• _Written request_
Pull out every line in the entries below that contains the string "sweater", treating uppercase and lowercase as different. Copy each such line in full.

[Start Information supplied]

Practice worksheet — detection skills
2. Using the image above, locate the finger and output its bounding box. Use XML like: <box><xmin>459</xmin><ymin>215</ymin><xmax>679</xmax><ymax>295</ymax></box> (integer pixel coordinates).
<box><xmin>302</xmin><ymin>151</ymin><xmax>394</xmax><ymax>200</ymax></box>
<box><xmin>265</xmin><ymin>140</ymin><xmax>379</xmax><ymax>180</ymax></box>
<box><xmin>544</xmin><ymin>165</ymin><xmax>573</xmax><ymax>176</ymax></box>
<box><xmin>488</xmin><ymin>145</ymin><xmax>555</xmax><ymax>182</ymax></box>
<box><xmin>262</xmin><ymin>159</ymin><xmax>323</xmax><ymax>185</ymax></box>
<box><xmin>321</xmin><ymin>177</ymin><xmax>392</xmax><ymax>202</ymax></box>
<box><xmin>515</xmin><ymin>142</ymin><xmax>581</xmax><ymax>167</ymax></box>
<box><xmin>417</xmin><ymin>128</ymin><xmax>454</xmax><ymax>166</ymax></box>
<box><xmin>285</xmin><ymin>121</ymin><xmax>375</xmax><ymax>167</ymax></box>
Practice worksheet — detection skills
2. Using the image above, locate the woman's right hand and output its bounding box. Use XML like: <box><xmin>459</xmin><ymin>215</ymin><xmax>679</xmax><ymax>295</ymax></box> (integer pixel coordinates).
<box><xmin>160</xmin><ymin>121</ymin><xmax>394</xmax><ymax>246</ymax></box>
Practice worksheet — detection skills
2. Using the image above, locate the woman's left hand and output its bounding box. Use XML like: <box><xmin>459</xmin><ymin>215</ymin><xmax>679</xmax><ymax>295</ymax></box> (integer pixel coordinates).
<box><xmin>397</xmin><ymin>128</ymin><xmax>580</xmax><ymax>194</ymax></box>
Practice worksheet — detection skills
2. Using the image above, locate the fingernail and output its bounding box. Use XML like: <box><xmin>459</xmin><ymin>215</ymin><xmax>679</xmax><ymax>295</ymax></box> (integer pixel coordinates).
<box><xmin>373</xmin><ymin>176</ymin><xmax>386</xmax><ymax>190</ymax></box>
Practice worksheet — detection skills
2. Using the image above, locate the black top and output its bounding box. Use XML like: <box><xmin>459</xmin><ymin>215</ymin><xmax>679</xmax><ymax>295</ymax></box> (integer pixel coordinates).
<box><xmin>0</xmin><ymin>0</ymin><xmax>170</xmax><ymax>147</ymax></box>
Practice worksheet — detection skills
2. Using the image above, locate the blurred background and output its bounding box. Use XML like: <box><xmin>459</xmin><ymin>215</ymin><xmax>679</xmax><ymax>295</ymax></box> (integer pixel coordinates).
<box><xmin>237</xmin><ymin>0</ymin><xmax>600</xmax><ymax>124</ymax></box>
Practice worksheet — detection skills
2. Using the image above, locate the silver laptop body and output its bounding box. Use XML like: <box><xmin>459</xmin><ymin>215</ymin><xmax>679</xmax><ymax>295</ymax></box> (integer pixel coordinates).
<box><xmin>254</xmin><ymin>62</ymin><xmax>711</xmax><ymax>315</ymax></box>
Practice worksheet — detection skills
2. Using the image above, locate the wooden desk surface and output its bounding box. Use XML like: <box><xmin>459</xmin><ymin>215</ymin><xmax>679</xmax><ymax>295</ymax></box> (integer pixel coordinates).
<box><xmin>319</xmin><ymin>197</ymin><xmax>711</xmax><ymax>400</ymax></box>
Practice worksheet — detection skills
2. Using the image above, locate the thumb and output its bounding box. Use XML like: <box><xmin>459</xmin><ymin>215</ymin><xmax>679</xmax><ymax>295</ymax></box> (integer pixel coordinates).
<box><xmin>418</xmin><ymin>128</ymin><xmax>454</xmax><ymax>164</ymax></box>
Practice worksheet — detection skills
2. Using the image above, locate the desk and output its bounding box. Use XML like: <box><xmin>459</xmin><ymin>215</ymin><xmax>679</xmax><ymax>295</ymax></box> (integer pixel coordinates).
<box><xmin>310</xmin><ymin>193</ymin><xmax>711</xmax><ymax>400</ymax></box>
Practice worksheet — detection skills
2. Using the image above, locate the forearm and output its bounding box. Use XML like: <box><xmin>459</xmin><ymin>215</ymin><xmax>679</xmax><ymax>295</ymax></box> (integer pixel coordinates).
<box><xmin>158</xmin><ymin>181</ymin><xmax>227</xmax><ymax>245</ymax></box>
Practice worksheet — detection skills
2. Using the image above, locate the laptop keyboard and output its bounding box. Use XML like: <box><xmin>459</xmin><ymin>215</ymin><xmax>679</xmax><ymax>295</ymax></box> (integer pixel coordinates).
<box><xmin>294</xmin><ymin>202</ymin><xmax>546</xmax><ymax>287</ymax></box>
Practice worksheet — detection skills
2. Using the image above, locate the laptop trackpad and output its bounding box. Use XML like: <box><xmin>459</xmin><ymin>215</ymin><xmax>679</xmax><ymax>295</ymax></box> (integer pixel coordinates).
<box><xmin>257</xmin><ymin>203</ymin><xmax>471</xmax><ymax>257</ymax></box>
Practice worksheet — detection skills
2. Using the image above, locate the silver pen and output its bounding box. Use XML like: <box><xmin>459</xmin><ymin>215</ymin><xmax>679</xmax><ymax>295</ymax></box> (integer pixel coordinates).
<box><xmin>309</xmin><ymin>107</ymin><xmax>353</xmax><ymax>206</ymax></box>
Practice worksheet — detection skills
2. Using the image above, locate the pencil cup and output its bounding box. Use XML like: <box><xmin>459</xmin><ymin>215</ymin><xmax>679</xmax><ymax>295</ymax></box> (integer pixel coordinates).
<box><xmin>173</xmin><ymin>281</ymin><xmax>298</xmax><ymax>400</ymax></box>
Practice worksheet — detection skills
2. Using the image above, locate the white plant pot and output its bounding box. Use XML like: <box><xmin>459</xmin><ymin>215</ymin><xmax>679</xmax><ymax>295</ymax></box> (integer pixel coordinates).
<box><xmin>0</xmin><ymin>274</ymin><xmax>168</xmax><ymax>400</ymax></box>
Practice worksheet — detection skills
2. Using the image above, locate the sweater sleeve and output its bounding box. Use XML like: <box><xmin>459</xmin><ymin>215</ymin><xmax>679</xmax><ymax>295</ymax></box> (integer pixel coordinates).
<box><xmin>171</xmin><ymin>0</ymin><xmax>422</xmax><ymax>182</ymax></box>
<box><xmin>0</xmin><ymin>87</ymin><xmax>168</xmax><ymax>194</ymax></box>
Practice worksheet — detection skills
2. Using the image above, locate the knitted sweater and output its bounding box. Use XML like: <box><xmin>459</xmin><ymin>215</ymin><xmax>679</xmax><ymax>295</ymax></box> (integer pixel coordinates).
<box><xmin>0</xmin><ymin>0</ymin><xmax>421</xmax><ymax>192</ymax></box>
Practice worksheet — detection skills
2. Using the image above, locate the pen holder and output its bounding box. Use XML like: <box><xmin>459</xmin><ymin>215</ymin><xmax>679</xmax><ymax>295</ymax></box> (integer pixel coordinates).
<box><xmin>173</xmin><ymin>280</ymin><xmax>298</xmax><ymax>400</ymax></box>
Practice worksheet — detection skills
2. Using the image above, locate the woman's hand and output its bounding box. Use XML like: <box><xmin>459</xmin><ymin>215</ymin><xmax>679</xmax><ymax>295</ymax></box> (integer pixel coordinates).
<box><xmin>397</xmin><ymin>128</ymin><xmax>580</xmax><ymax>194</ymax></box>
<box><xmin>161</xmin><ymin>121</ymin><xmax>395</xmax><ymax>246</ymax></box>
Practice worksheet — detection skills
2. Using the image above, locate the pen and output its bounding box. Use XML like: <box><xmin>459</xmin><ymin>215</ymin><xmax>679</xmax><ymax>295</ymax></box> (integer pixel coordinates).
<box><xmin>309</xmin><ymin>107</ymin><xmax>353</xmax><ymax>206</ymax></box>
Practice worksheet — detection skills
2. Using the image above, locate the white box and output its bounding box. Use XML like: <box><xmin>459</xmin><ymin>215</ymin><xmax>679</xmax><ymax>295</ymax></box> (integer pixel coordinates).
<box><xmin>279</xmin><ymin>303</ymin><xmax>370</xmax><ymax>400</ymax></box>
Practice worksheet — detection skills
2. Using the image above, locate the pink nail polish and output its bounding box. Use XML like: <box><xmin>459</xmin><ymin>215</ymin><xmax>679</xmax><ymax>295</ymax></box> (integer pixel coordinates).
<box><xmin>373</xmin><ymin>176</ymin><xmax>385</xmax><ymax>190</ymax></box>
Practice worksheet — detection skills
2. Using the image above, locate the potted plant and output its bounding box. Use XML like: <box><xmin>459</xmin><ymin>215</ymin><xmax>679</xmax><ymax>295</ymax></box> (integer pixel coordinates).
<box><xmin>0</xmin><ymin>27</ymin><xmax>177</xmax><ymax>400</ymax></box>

[End Information supplied]

• _Written answer_
2. Using the image above, locate the sweater sleeve and output its bounding box. Use XML like: <box><xmin>459</xmin><ymin>215</ymin><xmax>679</xmax><ymax>295</ymax></box> (integer pixel coordinates).
2. Using the image above, locate the knitted sweater and output its bounding box. Use XML like: <box><xmin>459</xmin><ymin>215</ymin><xmax>679</xmax><ymax>295</ymax></box> (integer pixel coordinates).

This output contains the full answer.